● **About this exercise**
Reproduce the material that follows exactly, with no line left out.

● **Records for the exercise**
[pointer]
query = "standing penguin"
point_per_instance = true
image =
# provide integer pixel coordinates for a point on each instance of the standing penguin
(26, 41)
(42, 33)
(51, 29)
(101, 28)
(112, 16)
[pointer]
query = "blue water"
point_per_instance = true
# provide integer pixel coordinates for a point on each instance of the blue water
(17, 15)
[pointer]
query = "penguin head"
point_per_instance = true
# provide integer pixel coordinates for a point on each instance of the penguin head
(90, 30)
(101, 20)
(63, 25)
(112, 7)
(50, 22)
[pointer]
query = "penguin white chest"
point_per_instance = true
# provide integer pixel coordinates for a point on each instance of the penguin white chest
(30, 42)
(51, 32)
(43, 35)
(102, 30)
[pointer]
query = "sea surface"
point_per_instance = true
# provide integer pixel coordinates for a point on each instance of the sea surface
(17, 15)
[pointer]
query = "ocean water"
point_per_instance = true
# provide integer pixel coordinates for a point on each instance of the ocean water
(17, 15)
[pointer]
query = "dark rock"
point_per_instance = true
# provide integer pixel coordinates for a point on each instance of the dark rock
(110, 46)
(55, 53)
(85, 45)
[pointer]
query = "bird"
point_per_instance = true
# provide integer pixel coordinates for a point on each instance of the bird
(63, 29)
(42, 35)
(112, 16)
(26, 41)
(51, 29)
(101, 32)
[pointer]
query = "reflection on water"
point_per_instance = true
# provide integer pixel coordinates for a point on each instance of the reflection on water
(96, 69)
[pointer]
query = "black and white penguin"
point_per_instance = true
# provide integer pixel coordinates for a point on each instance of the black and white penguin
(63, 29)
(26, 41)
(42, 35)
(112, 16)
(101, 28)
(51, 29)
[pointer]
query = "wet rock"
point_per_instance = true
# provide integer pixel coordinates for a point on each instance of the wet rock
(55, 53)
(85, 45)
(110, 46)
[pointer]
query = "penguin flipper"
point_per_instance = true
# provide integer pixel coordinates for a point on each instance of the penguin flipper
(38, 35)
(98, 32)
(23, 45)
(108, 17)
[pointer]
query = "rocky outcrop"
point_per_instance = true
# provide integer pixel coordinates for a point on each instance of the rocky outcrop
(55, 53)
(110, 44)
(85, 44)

● **Response for this exercise**
[pointer]
query = "standing penguin"
point_per_instance = true
image =
# provide integer pixel coordinates for a point on each instance of the standing penguin
(26, 41)
(42, 33)
(51, 29)
(101, 28)
(112, 16)
[pointer]
query = "blue water"
point_per_instance = true
# provide integer pixel coordinates for a point on each instance of the blue water
(17, 15)
[pointer]
query = "penguin head"
point_per_instance = true
# provide integer pixel coordinates for a point on each instance of the penguin head
(90, 30)
(101, 20)
(63, 25)
(112, 7)
(50, 22)
[pointer]
query = "penguin white chest"
point_per_instance = true
# provide integer pixel coordinates for a point on each instance of the penguin white chest
(30, 42)
(51, 32)
(43, 35)
(102, 30)
[pointer]
query = "sea surface"
point_per_instance = true
# provide integer pixel coordinates for a point on each instance of the sea surface
(17, 15)
[pointer]
query = "ocean water"
point_per_instance = true
# provide integer pixel coordinates for a point on each instance of the ocean water
(17, 15)
[pointer]
query = "dark rock"
point_per_instance = true
# provide integer pixel coordinates for a point on each instance of the dark rock
(110, 46)
(55, 53)
(85, 45)
[pointer]
query = "bird"
point_per_instance = true
# provide integer pixel coordinates for a point on each instance of the bird
(63, 29)
(42, 35)
(112, 16)
(26, 41)
(51, 29)
(101, 32)
[pointer]
query = "reflection on water"
point_per_instance = true
# provide integer pixel coordinates for a point on each instance of the reflection on water
(96, 69)
[pointer]
query = "black and white penguin"
point_per_instance = true
# provide integer pixel coordinates for a point on each instance of the black and white penguin
(63, 29)
(26, 41)
(42, 35)
(112, 16)
(101, 28)
(51, 29)
[pointer]
query = "wet rock"
point_per_instance = true
# provide integer pixel coordinates for a point on each instance of the wet rock
(55, 53)
(85, 45)
(110, 46)
[pointer]
query = "penguin flipper"
point_per_instance = true
# provide integer pixel coordinates for a point on each instance of the penguin flipper
(38, 35)
(98, 32)
(23, 45)
(108, 17)
[pointer]
query = "rocky outcrop"
point_per_instance = true
# provide integer pixel coordinates for a point on each instance of the rocky outcrop
(55, 53)
(110, 44)
(85, 44)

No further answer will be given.